* PROVIDED RECORDS *
┄┄┄┄┄┄┄┄┄┄

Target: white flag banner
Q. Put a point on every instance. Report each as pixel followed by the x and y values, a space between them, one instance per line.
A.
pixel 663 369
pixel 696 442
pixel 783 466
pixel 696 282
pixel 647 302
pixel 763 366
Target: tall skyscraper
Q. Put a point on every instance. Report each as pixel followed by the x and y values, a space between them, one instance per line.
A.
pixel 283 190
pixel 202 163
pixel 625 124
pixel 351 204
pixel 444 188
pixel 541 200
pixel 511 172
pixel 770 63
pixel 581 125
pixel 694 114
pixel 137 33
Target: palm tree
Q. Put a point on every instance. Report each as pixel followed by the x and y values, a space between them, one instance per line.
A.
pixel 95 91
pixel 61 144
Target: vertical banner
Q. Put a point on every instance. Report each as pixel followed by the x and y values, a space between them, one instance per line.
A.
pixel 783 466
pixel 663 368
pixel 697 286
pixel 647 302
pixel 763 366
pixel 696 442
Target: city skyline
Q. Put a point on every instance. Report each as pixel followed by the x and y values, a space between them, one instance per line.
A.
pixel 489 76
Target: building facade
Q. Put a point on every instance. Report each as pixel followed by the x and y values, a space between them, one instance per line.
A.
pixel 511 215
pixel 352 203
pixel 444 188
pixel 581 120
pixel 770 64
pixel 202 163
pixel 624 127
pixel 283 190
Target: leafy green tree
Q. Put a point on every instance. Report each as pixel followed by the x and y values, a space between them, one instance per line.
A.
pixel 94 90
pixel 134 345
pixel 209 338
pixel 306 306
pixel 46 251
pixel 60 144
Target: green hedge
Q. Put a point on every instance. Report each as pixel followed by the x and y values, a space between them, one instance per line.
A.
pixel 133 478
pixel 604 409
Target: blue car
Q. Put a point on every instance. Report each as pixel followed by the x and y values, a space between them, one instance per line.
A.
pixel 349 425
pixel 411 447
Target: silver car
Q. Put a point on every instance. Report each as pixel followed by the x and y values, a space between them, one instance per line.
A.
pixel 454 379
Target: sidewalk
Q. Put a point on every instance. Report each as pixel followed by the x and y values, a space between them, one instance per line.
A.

┄┄┄┄┄┄┄┄┄┄

* TASK OBJECTIVE *
Rewrite the records above with every "Target" changed to "Label" and nothing else altered.

* RESULT OF THE EXERCISE *
Label: white flag banner
Q. Put a point on every instance. Report each as pixel followed by the x and y values, a space between them, one instance per line.
A.
pixel 663 369
pixel 696 442
pixel 783 466
pixel 696 282
pixel 647 302
pixel 763 366
Label: tall skyscraper
Q. Put a point on every instance. Report each as pixel followed by the x and y values, a space between them, one instance per line.
A.
pixel 283 190
pixel 202 163
pixel 625 124
pixel 351 204
pixel 444 188
pixel 541 200
pixel 511 172
pixel 770 63
pixel 581 125
pixel 694 114
pixel 137 33
Label: palm tree
Q. Put a point on every instance. Report each as pixel followed by the x and y values, a space between them, one instance per line.
A.
pixel 95 91
pixel 61 144
Label: vertical banner
Q. Put a point on every instance. Report each as pixel followed by the x and y values, a space between them, one instance per line.
A.
pixel 783 466
pixel 663 368
pixel 697 286
pixel 647 302
pixel 763 366
pixel 696 442
Label: city skyline
Q. Put a point on every instance. Report each as pixel followed by the x and y values, a space between them, one instance per line.
A.
pixel 489 76
Label: building facade
Q. Put a point on every instance. Report each as pixel followed by the x and y values, a space between them, one instance per line.
A.
pixel 511 215
pixel 352 203
pixel 444 188
pixel 581 120
pixel 770 64
pixel 202 163
pixel 624 127
pixel 283 190
Label: leafy green tree
Q. Put a point on every instance. Report each as pixel followed by the x and y values, a space between them, one instance per line.
A.
pixel 94 90
pixel 134 345
pixel 209 338
pixel 306 306
pixel 46 251
pixel 60 144
Label: green hedge
Q. Put a point on every instance. Report each as pixel followed by the x and y values, a space between them, one instance per line.
A.
pixel 133 478
pixel 604 409
Label: blue car
Q. Put a point on every instance. Report each as pixel followed by the x and y values, a space between them, one instance per line.
A.
pixel 349 425
pixel 411 447
Label: silver car
Q. Put a point on every instance. Report each as pixel followed by the x and y values, a space between them, one instance per line.
A.
pixel 454 379
Label: sidewalk
Q. Put a point on every instance. Report each as pixel followed by the x and y values, a space between them, one instance per line.
A.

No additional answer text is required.